**Source passage:**
1. Field of the Invention
The invention relates to nanoparticles of chalcopyrites and methods of making the same. Invented chalcopyrite-based nanocrystalline or quantum dot materials may be important components of next-generation photovoltaic (PV) devices, for example, in solar cells that may feature greatly-increased solar-energy-conversion compared to conventional, silicon-based solar cell technology. The inclusion of nanocrystalline chalcopyrite semi-conductors according to embodiments of the invention may improve efficiency of photon conversion, for example, in quantum dot solar cells, may enable low-cost deposition of thin films, provide sites for exciton dissociation, and pathways for electron transport. Chalcopyrite quantum dots according to embodiments of the invention may be more resistant to degradation from electron, proton, and alpha particle radiation that the corresponding bulk materials, which resistance is a requirement of use in space solar cells. Embodiments of the invention provide rapid synthesis and size control methods for producing CuInS2, and other alloys thereof, semi-conductor nanoparticles using microwave irradiation.
2. Related Art
Since the 1970's with the widespread availability and use of the microwave oven, microwave irradiation has been tested for various uses in chemistry. Analytical chemistry has found microwave irradiation useful in determining the composition of petroleum, sediments, water, seaweed, and marine biological samples by digestion. Organic chemists have used microwave technology to assist in numerous chemical reactions since the publication of the forerunner articles in microwave-assisted organic reactions. Several key organic reactions such as organometallic, Michael, condensation, C—H bond activation, halogenation, nitration, macrocycle syntheses, coupling, ring-opening, alkylation, and acetylation reactions have seen dramatic increases in rate and efficiency using microwave-assisted techniques.

**Problem set:**
1 – Name every kind of sample that the chalcopyrite nanoparticle passage says analytical chemistry has analyzed by microwave digestion.
2 – Resume the passage on chalcopyrite nanoparticles, picking up after its final sentence.
These entries have no connection to the passage on chalcopyrite nanoparticles.

(Natural-language object grounding data)
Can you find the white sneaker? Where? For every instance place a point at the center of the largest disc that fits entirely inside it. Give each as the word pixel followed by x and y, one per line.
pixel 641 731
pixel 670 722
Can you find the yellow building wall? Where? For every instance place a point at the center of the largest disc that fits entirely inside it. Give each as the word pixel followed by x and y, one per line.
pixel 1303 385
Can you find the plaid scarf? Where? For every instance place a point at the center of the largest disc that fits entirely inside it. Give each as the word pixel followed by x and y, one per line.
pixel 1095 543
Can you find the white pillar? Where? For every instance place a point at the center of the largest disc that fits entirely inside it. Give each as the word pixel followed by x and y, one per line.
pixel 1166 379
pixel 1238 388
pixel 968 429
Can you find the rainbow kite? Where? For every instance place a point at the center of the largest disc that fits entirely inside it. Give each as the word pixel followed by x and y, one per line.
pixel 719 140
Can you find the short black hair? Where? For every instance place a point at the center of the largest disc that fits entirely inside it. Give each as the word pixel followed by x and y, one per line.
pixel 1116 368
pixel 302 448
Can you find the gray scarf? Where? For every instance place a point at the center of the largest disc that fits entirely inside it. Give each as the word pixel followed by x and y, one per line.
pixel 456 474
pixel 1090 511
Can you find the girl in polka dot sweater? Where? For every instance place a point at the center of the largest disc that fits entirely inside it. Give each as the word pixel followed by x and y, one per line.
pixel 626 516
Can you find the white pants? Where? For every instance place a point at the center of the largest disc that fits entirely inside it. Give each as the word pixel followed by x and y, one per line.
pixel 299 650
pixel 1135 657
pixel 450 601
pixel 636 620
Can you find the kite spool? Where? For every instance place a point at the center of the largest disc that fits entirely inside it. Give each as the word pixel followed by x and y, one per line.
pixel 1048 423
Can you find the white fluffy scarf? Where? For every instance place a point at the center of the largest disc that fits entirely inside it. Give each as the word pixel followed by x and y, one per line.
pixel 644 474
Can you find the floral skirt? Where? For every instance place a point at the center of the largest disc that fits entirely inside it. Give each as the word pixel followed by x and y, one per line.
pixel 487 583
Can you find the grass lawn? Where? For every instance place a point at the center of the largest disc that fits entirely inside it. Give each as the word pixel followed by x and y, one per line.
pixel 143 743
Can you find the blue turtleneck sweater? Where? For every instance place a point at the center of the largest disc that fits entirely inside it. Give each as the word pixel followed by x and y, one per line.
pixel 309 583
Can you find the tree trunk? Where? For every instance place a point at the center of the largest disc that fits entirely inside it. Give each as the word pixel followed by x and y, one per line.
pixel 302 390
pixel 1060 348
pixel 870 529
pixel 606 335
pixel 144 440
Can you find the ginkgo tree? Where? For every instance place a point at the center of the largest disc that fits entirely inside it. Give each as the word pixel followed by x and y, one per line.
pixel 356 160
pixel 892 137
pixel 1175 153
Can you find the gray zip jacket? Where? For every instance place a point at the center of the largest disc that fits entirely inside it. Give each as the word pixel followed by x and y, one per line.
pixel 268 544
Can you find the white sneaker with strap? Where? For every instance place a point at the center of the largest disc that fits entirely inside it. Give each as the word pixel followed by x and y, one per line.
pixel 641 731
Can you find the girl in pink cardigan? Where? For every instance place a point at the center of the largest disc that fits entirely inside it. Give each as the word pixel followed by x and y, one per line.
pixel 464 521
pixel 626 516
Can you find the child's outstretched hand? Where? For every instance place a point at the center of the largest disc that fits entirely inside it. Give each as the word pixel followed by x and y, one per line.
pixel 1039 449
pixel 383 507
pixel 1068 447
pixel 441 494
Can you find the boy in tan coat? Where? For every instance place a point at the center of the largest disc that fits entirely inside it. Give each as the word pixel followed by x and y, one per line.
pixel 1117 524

**Exercise results:**
1 – Petroleum, sediments, water, seaweed, and marine biological samples.

2 –
Growth of nanoparticles is highly dependent on the thermodynamic and kinetic barriers of the reaction. Conventional thermolysis relies on the conduction of blackbody radiation to drive the reaction, using the reaction vessel as an intermediary for the transfer of energy. This often causes sharp thermal gradients that create non-uniform thermal conditions resulting in non-uniform nucleation and particle growth.
Nanoparticles of the form Cu-III-VI2 have been made by the decomposition of single-source precursors (“SSPs”), solid-state reactions of the metal powders, and multiple-source precursors. Traditionally, the formation of the nanoparticles from SSP is facilitated by thermolysis of the precursor, although there have been reports of the nanoparticles formed by photolysis. Despite the potential benefits of replacing traditional thermolysis with microwave irradiation, only a few types of nanoparticles have been prepared via microwave radiation thus far, including CdSe, PbSe, Cu2-xSe, CuInTe2, and CuInSe2 nanoparticles from metal salts and CdSe, InP, and InGaP from respective SSPs.